_TASK OBJECTIVE_
Shift every coordinate in the answers by adding 135 to it, and write out again the stretch of data below from the line that contains "the white banner" through the end of the data, requests included. Leave the pictures out.

------------------------------------------------------------------------

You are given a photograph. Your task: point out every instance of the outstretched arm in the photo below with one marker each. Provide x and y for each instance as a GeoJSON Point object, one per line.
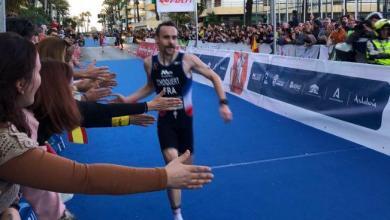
{"type": "Point", "coordinates": [147, 89]}
{"type": "Point", "coordinates": [207, 72]}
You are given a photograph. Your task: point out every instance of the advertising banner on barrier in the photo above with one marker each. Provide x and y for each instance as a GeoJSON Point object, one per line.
{"type": "Point", "coordinates": [348, 100]}
{"type": "Point", "coordinates": [146, 49]}
{"type": "Point", "coordinates": [238, 72]}
{"type": "Point", "coordinates": [337, 96]}
{"type": "Point", "coordinates": [216, 60]}
{"type": "Point", "coordinates": [175, 5]}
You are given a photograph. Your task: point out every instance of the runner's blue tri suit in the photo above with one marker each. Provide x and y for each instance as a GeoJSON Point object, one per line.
{"type": "Point", "coordinates": [174, 127]}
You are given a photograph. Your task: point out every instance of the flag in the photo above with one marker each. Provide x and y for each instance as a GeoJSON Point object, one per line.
{"type": "Point", "coordinates": [254, 47]}
{"type": "Point", "coordinates": [120, 121]}
{"type": "Point", "coordinates": [78, 136]}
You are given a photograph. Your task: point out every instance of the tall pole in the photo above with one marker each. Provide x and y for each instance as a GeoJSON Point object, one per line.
{"type": "Point", "coordinates": [326, 8]}
{"type": "Point", "coordinates": [257, 18]}
{"type": "Point", "coordinates": [286, 10]}
{"type": "Point", "coordinates": [244, 12]}
{"type": "Point", "coordinates": [278, 10]}
{"type": "Point", "coordinates": [268, 12]}
{"type": "Point", "coordinates": [344, 7]}
{"type": "Point", "coordinates": [2, 16]}
{"type": "Point", "coordinates": [273, 16]}
{"type": "Point", "coordinates": [356, 9]}
{"type": "Point", "coordinates": [331, 9]}
{"type": "Point", "coordinates": [196, 22]}
{"type": "Point", "coordinates": [311, 7]}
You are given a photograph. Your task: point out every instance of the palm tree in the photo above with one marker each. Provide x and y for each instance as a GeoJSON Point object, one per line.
{"type": "Point", "coordinates": [62, 7]}
{"type": "Point", "coordinates": [82, 20]}
{"type": "Point", "coordinates": [248, 14]}
{"type": "Point", "coordinates": [13, 6]}
{"type": "Point", "coordinates": [136, 2]}
{"type": "Point", "coordinates": [88, 15]}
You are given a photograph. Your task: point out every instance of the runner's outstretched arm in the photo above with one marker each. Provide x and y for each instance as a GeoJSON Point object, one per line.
{"type": "Point", "coordinates": [206, 71]}
{"type": "Point", "coordinates": [147, 89]}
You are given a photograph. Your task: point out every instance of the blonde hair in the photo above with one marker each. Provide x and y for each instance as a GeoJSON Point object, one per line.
{"type": "Point", "coordinates": [52, 47]}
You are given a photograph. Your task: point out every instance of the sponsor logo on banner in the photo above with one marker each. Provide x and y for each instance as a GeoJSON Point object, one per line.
{"type": "Point", "coordinates": [314, 89]}
{"type": "Point", "coordinates": [277, 82]}
{"type": "Point", "coordinates": [238, 72]}
{"type": "Point", "coordinates": [175, 5]}
{"type": "Point", "coordinates": [351, 99]}
{"type": "Point", "coordinates": [218, 64]}
{"type": "Point", "coordinates": [166, 73]}
{"type": "Point", "coordinates": [257, 77]}
{"type": "Point", "coordinates": [146, 49]}
{"type": "Point", "coordinates": [337, 94]}
{"type": "Point", "coordinates": [365, 101]}
{"type": "Point", "coordinates": [295, 87]}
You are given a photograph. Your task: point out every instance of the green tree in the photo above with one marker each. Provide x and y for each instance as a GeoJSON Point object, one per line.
{"type": "Point", "coordinates": [35, 15]}
{"type": "Point", "coordinates": [15, 6]}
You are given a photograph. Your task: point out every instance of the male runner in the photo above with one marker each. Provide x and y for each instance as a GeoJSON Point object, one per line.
{"type": "Point", "coordinates": [170, 72]}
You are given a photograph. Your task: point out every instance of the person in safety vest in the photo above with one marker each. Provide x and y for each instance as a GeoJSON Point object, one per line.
{"type": "Point", "coordinates": [378, 49]}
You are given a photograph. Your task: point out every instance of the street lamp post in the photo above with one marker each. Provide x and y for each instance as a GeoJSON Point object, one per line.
{"type": "Point", "coordinates": [2, 16]}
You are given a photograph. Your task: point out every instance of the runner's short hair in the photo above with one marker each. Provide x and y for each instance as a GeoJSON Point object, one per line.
{"type": "Point", "coordinates": [167, 24]}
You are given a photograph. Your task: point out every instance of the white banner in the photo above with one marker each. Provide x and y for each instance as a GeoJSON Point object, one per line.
{"type": "Point", "coordinates": [349, 100]}
{"type": "Point", "coordinates": [175, 5]}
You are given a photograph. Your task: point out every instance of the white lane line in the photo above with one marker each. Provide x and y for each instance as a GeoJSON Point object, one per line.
{"type": "Point", "coordinates": [285, 158]}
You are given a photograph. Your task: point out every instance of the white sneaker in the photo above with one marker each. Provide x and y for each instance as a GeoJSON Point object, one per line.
{"type": "Point", "coordinates": [177, 216]}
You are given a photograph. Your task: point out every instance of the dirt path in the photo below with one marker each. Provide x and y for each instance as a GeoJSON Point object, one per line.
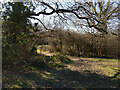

------------------------------------------------------------------------

_SOLUTION TO THE PROBLEM_
You are given a photograph. Your task: point out every instance of the white banner in the photo above with one marker each. Provide x and y for each instance as a GeoJSON Point object, one per line.
{"type": "Point", "coordinates": [484, 235]}
{"type": "Point", "coordinates": [310, 140]}
You are given a photograph. Your task: point out every instance of the white lane line in the photo above with one marker each. Provide x and y for each instance as a GeoJSON Point object, one per line.
{"type": "Point", "coordinates": [420, 293]}
You are given a photograph. Your task: point out every instance of the white sneaker in the photo above with one marker each. Provide x and y for each instance as a GeoJSON Point object, one per line.
{"type": "Point", "coordinates": [312, 351]}
You are given a photograph. Your task: point out every instance of the dirt path in the photo below with one marker each. Provide x and y for each instance as a GeoJSON Point object, one per line.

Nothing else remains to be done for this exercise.